§ **Task details**: Each line of the data must be written out again verbatim; no image belongs in the copy.

Referring expression pointing data

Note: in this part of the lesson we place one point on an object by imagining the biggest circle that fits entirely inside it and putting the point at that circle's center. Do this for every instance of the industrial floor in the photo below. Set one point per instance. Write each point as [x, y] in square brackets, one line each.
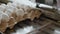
[41, 25]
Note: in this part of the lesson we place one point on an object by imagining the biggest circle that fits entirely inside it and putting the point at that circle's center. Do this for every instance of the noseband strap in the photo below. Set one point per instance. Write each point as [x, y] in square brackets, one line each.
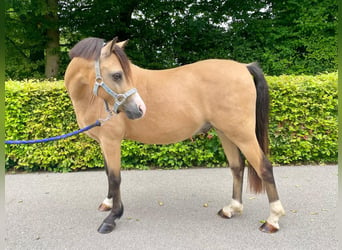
[118, 98]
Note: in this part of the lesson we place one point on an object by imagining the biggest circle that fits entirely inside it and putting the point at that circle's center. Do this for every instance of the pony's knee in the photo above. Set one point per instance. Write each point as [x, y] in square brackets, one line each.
[267, 171]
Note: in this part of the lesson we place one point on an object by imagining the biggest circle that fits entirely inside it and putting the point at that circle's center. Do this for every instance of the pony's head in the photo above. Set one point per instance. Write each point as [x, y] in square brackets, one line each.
[113, 79]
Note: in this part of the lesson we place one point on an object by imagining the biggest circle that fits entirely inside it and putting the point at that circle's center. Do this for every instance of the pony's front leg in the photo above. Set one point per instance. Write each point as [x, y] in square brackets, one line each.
[112, 155]
[107, 203]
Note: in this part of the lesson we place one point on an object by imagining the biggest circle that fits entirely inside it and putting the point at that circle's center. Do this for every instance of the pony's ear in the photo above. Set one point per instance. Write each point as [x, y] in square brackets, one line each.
[122, 44]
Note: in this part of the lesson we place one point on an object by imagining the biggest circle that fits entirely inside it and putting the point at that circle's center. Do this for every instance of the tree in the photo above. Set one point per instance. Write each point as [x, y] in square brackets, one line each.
[286, 37]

§ **Result of the task**:
Note: in this part of the lesson we place one point on an object by imagining the biggest circle that fits entirely inside it and putting the point at that circle's center. Do this for every instance of the industrial floor in the photo below. Set one point per instance. Write each point as [x, y] in square brackets, one line each.
[41, 25]
Note: in this part of the lesson we place one point on an object by imagining the biggest circle that fits entirely inside it and putting the point at that circle's center. Do this for every instance of the noseband strap in the photo below. Set one point per instance. Write each point as [x, y] in square brackets, one line each.
[118, 98]
Note: in this part of the lesson we place one point on an object by imagining the biggest circle that fits entirely inside it and putting the point at that circle's center. Do this for every instance of the pony's knee in the photo above. Set one point per instance. Write each point as [x, y] in square brackets, one line each.
[267, 171]
Note: in this part of the lesson we place one point on an object by imagining the biggest circle that fits entirely inside it and putting the point at that circle's center. Do this for every instance of the pony's head in the photo above. Set one point per instance. Write each point as [x, y] in square brackets, one line each.
[113, 79]
Note: in this part of the lesson we place one point on an object by imagining the biggest circle that fits entirely inside it and putting the point at that circle's center. Do this for every instance of the pony's front leg in the photo above. Set one point per instance. Write each point as [x, y] in square brackets, one line each.
[112, 155]
[107, 203]
Note: in this part of the lesson we place one point on an object by imagining the biggest circle that fits entirely inside it and putting the point at that circle's center. Do this for every instance of the pony's ear in the photo above. Set one point per instance. Write each point as [x, y] in square brackets, one line each.
[122, 44]
Note: in this part of the lesson we place one point on an object by imagining the biggest circle that fits entirely inside it and putting the point at that circle's center. Do this for every instance of the tree in the photo above. Set one point per instance. Write each point as [x, y] in square brackets, one line each.
[286, 37]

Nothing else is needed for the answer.